- [SHORT PROBLEM]: Reproduce the material below line for line, leaving every character unchanged.

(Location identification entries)
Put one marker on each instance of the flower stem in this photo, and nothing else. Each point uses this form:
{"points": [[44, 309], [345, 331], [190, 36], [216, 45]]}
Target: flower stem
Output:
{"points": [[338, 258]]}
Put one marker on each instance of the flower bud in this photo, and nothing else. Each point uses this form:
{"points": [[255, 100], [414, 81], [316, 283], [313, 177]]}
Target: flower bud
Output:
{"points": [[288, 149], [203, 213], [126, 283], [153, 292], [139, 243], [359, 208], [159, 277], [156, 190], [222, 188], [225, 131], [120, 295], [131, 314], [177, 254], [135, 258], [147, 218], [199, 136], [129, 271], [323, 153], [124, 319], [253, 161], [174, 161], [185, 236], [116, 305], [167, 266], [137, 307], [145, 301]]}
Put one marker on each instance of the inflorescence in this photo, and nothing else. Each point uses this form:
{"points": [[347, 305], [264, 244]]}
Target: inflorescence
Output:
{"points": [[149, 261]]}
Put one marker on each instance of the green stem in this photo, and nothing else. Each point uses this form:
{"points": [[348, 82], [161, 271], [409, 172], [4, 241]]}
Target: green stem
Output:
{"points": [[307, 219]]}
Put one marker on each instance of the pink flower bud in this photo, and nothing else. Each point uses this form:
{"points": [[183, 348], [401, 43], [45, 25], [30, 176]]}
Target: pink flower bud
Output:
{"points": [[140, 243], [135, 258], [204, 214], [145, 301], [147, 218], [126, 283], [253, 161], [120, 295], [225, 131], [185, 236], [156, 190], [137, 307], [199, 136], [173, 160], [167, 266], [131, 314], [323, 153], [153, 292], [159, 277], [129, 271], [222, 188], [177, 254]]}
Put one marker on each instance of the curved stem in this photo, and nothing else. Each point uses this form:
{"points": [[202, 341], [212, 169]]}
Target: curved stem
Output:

- [ANSWER TO THIS EXERCISE]:
Put one marker on each instance of the flower stem in this photo, and nothing else. Each point uses this form:
{"points": [[44, 309], [345, 331], [190, 36], [216, 45]]}
Target: flower stem
Output:
{"points": [[338, 258]]}
Put one marker on each instance of the flower bud in this photo, and nothing else. Each point uses this form:
{"points": [[255, 100], [414, 81], [316, 283], [313, 177]]}
Target: flower bud
Output:
{"points": [[288, 149], [203, 213], [126, 283], [153, 292], [139, 243], [359, 208], [159, 277], [156, 190], [222, 188], [225, 131], [120, 295], [131, 314], [177, 254], [135, 258], [147, 218], [199, 136], [129, 271], [323, 153], [124, 319], [253, 161], [174, 161], [185, 236], [116, 305], [167, 266], [137, 307], [145, 301]]}
Put one marker on each instance of the inflorescence in this photo, and nothing else. Each point uses this form:
{"points": [[347, 305], [264, 244]]}
Target: inflorescence
Output:
{"points": [[149, 261]]}
Put one marker on each instance of the green stem in this photo, and nothing else. Each point uses this form:
{"points": [[348, 82], [161, 271], [409, 172], [4, 241]]}
Target: green stem
Output:
{"points": [[307, 219]]}
Put one marker on each instance of the pink flower bud in this photo, and nothing else. Each point uses this form:
{"points": [[183, 348], [401, 43], [45, 25], [30, 176]]}
Target: pink flower bud
Output:
{"points": [[140, 243], [135, 258], [204, 214], [145, 301], [147, 218], [126, 283], [253, 161], [120, 295], [225, 131], [185, 236], [156, 190], [137, 307], [199, 136], [173, 160], [167, 266], [131, 314], [323, 153], [153, 292], [159, 277], [129, 271], [222, 188], [177, 254]]}
Put one marker on each instance of the curved stem in this photo, and nothing else. Each point uses this form:
{"points": [[202, 341], [212, 169]]}
Target: curved stem
Output:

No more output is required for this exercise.